**** Excerpted text ****

Ralf Mardorf wrote:
>>> The QWERTY keyboard is popular in English countries, but it is far
>>> from the best keyboard layout.
>>>     
>>>       
>> Now we can go on esoteric and discuss if there is a morphogenetic field
>> or not. QWERTY or QWERTZ for German keyboards is well proved for
>> typewriters, not for the last typewriters with balls where the types
>> were on, but for the very old mechanical typewriters, to prevent to get
>> the types caught up.
>>
>> I prefer a QWERTZ instead of an ABCDEF keyboard for our kind of
>> alphabet, but this is because I'm habitual with it for decades. For very
>> oldish typewriters it's the best layout because of technical reasons.
>> Nowadays there aren't those technical reasons any more, this is
>> something complete different to thing we discuss here.
>>   
>>     
>
> I'm wrong. I'm a very fast two finger writer and even for this the
> letters are good sorted by QWERTZ, but for 10 finger writers QWERTZ
> might be for anatomical reasons better than another system, to sort the
> letters. So even nowadays there might be a good reason to have such a
> keyboard. Usually this is my argument, why the QWERTZ keyboard isn't an
> evidence for morphic resonance. So, we might say, there's still a
> technical reason. For typing with 2 fingers I can't make out, if there
> is a reason to have the Y and Z changed for English and German.

****

§ **Required work**
**1)** Repeat the whole post about keyboard layouts word for word.
**2)** List every line of the records that contains the word "door".
The text above has no connection to the records that come after it.

**** Exercise data ****

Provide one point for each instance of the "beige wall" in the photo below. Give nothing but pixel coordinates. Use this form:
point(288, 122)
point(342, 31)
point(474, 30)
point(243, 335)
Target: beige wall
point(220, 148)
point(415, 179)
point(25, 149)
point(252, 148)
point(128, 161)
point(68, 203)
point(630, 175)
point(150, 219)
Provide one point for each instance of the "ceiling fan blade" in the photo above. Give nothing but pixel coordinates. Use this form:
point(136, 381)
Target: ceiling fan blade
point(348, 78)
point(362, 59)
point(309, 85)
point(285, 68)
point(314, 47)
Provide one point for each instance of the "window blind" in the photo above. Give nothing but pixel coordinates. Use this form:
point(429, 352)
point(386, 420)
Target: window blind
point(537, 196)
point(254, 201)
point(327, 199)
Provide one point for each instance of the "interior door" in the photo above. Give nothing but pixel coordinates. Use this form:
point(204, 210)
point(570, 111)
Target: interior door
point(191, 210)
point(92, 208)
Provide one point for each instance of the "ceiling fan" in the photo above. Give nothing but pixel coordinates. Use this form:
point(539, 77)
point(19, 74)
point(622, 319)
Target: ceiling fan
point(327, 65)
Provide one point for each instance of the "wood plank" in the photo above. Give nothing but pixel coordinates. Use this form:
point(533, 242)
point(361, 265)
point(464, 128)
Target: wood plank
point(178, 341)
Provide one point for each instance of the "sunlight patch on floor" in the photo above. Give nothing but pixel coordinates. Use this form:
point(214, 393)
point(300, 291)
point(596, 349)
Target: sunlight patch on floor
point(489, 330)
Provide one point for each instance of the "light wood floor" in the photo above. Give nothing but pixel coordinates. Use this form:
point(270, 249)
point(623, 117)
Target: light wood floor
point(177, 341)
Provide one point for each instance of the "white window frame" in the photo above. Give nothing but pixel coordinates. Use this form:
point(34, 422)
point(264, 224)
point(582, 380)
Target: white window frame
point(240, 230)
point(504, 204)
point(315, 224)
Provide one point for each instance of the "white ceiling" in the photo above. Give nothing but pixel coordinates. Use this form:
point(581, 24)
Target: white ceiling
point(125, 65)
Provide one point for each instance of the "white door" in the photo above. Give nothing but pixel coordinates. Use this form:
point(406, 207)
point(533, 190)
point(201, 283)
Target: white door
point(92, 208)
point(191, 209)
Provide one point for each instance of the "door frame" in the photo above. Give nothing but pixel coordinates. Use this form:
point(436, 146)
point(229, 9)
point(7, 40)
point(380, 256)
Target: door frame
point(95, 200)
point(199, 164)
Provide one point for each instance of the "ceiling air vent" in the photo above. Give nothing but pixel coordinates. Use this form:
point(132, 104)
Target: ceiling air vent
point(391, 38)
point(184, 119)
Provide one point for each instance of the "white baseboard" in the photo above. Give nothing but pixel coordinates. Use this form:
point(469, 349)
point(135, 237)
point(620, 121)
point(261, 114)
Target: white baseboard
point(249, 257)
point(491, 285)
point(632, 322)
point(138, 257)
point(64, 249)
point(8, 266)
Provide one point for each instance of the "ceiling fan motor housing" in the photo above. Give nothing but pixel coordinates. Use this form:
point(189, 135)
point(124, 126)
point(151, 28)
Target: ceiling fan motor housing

****

§ **Solutions to the exercise**
**1)**
Ralf Mardorf wrote:
>>> The QWERTY keyboard is popular in English countries, but it is far
>>> from the best keyboard layout.
>>>     
>>>       
>> Now we can go on esoteric and discuss if there is a morphogenetic field
>> or not. QWERTY or QWERTZ for German keyboards is well proved for
>> typewriters, not for the last typewriters with balls where the types
>> were on, but for the very old mechanical typewriters, to prevent to get
>> the types caught up.
>>
>> I prefer a QWERTZ instead of an ABCDEF keyboard for our kind of
>> alphabet, but this is because I'm habitual with it for decades. For very
>> oldish typewriters it's the best layout because of technical reasons.
>> Nowadays there aren't those technical reasons any more, this is
>> something complete different to thing we discuss here.
>>   
>>     
>
> I'm wrong. I'm a very fast two finger writer and even for this the
> letters are good sorted by QWERTZ, but for 10 finger writers QWERTZ
> might be for anatomical reasons better than another system, to sort the
> letters. So even nowadays there might be a good reason to have such a
> keyboard. Usually this is my argument, why the QWERTZ keyboard isn't an
> evidence for morphic resonance. So, we might say, there's still a
> technical reason. For typing with 2 fingers I can't make out, if there
> is a reason to have the Y and Z changed for English and German.

**2)**
Provide one point for each instance of the "interior door" in the photo above. Give nothing but pixel coordinates. Use this form:
Target: interior door
Provide one point for each instance of the "white door" in the photo above. Give nothing but pixel coordinates. Use this form:
Target: white door
Provide one point for each instance of the "door frame" in the photo above. Give nothing but pixel coordinates. Use this form:
Target: door frame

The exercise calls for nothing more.